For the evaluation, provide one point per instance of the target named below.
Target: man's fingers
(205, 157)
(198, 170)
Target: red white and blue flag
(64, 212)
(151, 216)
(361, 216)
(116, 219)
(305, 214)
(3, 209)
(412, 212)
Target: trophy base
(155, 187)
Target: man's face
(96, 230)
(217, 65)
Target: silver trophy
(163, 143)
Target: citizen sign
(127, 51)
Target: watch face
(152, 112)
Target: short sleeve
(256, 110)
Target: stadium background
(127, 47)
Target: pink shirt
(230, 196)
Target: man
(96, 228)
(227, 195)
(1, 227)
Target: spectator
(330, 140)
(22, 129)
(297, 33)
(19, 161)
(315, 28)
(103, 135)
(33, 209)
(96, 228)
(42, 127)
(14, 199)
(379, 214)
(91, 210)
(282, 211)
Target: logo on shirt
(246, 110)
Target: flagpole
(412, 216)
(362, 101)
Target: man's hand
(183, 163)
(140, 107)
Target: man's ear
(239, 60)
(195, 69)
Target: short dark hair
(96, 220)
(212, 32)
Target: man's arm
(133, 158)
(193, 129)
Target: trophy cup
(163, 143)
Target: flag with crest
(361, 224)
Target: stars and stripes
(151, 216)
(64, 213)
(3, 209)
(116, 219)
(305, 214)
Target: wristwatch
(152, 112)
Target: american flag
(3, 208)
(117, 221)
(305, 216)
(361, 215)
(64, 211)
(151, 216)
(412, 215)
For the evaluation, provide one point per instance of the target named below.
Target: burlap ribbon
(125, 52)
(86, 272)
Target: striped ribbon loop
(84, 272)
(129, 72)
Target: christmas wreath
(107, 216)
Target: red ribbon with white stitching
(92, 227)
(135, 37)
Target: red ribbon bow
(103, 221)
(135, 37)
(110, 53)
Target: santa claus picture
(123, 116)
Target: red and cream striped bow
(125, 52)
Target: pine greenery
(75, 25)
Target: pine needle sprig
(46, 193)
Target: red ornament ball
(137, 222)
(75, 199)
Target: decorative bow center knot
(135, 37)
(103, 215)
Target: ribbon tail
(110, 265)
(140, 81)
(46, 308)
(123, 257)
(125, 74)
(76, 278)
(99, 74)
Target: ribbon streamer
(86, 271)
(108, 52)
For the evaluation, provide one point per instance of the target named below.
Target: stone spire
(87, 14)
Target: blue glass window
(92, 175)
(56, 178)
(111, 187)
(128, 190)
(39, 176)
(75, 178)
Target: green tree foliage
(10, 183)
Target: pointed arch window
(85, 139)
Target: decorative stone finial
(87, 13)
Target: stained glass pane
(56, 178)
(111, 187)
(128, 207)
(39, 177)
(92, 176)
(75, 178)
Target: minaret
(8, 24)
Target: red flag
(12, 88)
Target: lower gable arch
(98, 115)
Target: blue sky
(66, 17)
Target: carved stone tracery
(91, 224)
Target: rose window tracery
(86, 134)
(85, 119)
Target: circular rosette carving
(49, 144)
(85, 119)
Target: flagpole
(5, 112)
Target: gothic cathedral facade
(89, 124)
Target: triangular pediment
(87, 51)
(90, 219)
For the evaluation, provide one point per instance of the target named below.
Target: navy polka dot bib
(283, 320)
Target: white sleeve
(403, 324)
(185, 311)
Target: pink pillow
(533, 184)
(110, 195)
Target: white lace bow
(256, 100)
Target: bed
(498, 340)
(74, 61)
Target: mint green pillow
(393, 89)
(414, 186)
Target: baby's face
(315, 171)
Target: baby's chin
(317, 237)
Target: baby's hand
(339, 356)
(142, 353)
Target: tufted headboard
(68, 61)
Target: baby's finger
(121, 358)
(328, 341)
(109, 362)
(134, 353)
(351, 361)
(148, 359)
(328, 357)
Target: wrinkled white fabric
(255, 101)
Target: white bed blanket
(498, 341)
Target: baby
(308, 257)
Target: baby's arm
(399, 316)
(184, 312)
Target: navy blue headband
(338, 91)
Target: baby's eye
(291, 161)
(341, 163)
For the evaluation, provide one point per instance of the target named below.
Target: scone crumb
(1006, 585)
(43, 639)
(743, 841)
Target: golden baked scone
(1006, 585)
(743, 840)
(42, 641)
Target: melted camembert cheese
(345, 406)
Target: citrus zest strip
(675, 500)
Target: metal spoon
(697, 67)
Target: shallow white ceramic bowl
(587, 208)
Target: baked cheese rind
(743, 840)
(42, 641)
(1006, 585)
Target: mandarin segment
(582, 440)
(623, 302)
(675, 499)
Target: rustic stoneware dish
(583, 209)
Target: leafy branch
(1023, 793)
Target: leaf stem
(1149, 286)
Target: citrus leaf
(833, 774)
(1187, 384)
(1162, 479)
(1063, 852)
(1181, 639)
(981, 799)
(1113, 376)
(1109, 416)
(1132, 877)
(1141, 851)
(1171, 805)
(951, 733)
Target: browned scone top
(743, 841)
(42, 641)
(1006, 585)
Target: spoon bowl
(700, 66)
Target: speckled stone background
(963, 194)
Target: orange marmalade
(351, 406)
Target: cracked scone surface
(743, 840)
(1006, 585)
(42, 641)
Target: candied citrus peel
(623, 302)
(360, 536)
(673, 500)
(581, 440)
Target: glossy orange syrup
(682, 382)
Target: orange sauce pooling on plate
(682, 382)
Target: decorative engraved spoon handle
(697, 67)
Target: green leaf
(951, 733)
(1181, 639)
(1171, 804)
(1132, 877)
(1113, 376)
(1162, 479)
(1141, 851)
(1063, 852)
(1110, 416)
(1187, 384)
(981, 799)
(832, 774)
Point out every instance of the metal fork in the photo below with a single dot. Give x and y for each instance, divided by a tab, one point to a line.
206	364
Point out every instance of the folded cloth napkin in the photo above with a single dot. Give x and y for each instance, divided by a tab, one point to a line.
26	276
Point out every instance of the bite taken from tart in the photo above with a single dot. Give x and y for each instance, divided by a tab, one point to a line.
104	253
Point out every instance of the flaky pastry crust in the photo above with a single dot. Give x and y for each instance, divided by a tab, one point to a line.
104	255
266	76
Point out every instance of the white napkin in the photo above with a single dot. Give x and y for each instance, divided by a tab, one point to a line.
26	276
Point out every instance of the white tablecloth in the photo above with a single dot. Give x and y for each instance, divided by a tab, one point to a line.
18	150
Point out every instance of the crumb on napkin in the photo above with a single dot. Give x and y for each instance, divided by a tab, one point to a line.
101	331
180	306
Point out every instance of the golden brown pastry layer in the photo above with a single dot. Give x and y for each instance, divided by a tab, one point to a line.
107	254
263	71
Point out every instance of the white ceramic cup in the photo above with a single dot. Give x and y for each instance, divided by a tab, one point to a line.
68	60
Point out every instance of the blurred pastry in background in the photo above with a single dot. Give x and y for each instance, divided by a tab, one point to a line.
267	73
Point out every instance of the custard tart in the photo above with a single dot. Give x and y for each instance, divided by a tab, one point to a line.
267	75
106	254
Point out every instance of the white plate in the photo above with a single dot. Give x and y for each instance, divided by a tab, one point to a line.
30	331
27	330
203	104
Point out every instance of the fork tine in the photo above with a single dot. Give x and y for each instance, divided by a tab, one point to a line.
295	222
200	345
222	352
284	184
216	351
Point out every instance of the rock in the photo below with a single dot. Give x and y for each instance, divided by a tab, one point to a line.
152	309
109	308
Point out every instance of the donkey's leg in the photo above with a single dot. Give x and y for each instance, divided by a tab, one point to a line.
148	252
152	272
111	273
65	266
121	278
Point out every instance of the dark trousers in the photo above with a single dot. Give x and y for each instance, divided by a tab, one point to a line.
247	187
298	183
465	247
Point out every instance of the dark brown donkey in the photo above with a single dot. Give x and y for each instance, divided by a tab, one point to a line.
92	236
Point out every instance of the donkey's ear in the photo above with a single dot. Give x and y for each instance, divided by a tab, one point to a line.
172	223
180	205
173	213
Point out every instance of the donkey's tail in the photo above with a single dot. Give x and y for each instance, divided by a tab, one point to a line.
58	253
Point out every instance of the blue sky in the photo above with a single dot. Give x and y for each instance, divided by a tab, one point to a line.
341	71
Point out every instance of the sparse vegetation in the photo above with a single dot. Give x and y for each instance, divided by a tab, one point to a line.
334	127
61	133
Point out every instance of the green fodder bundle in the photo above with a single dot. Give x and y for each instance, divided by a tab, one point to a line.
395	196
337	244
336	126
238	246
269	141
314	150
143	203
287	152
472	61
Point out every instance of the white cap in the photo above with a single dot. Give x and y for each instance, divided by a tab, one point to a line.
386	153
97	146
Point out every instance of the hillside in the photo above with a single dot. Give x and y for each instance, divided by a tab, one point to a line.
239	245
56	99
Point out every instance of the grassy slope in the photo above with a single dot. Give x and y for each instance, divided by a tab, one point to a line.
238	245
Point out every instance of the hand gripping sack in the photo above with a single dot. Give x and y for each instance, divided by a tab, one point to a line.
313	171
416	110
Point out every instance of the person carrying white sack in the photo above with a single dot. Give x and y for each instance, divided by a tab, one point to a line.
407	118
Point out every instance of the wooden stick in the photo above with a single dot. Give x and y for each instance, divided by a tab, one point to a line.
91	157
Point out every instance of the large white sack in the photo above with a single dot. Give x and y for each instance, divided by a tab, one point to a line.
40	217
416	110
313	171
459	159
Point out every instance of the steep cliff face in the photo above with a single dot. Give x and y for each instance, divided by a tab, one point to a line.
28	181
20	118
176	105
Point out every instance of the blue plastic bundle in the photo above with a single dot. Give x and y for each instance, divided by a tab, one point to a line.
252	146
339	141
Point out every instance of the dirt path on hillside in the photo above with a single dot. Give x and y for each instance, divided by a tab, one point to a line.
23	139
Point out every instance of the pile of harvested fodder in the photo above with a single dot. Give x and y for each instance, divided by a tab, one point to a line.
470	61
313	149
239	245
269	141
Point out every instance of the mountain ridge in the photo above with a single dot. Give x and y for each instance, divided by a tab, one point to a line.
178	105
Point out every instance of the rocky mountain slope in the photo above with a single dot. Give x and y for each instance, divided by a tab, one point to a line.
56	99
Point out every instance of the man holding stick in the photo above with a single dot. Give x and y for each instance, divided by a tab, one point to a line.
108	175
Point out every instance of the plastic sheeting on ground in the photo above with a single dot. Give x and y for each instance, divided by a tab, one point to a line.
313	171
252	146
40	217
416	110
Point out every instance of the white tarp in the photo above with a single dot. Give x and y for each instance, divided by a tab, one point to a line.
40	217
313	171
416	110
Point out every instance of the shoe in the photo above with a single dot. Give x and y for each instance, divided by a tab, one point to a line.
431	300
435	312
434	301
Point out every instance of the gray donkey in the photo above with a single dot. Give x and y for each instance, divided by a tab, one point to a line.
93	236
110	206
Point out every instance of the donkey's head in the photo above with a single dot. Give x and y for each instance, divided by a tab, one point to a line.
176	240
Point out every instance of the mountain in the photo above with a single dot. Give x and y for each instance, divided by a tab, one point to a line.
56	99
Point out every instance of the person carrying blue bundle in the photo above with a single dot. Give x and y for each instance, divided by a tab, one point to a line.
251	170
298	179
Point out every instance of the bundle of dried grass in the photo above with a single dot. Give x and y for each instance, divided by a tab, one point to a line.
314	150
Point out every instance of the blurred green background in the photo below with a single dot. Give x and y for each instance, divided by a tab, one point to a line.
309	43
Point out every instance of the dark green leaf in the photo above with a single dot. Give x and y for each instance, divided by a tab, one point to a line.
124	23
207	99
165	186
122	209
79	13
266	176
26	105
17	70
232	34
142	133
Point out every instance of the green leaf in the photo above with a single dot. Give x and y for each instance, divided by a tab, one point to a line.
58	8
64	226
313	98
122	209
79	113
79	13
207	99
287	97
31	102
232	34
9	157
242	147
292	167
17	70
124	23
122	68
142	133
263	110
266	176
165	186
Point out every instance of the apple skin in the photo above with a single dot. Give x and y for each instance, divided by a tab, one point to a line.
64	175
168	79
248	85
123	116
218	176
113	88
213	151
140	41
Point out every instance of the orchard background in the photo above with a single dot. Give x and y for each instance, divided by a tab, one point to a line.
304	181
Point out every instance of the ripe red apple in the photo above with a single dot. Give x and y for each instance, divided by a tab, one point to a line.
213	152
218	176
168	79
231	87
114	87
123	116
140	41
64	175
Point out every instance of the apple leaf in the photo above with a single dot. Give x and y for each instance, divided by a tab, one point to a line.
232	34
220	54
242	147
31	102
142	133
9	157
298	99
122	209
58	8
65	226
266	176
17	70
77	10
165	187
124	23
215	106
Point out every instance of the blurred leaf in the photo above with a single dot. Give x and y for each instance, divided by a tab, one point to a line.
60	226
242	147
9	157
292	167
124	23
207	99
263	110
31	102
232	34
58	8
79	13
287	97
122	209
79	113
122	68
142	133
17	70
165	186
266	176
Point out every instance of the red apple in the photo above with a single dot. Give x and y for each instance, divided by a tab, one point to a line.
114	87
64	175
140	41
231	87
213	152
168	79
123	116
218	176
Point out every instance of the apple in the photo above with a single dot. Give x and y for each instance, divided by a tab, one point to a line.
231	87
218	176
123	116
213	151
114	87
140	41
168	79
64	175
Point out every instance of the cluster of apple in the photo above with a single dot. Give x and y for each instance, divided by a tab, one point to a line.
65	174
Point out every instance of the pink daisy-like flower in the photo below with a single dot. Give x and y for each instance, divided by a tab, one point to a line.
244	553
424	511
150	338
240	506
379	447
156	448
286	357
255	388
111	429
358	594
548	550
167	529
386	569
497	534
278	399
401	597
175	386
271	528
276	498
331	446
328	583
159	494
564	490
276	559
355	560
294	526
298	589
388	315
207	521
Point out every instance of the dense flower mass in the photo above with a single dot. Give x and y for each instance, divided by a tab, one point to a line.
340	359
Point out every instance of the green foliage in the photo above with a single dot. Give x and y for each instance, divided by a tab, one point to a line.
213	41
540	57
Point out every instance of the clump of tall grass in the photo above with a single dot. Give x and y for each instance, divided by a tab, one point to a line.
==========
→ **GOAL**: Extract, verbatim, the lines from the one containing "Point out every instance of the blurred leaf" through the last line of the listing above.

→ **WRITTEN RESPONSE**:
Point out every instance of the blurred leaf in the photo above with a single dot. Give x and y for each instance, divided by a tab, one point to a line.
60	226
242	147
9	157
292	167
124	23
207	99
263	110
31	102
232	34
58	8
79	13
287	97
122	209
79	113
122	68
142	133
17	70
165	186
266	176
Point out every instance of the red apple in the photo above with a single dot. Give x and y for each instance, divided by a tab, one point to a line.
114	87
64	175
140	41
231	87
213	152
168	79
123	116
218	176
Point out every instance of the apple in the photo above with a single dot. Give x and y for each instance, divided by a tab, one point to a line.
231	87
218	176
123	116
213	151
114	87
140	41
168	79
64	175
Point out every instance of the cluster of apple in the photo above with a single dot. Give x and y for each instance, divided by a tab, one point to a line.
65	174
Point out every instance of the pink daisy-like flower in the photo below with a single dot. Give x and y for each instance, divided by a tab, one point to a line.
244	553
424	511
150	338
240	506
379	447
156	448
286	357
255	388
111	429
358	594
548	550
167	529
386	569
497	534
278	399
401	597
175	386
271	528
276	498
331	446
328	583
159	494
564	490
276	559
355	560
294	526
298	589
388	315
207	521
Point out every instance of the dense flower mass in the photo above with a single dot. Give x and y for each instance, divided by a tab, one point to a line.
340	359
Point out every instance of the green foliage in the photo above with a single dot. Give x and y for each instance, divided by a tab, one point to a line.
213	41
540	57
Point out every instance of the clump of tall grass in the photo above with a single dot. Give x and y for each instance, divided by a tab, one point to a line.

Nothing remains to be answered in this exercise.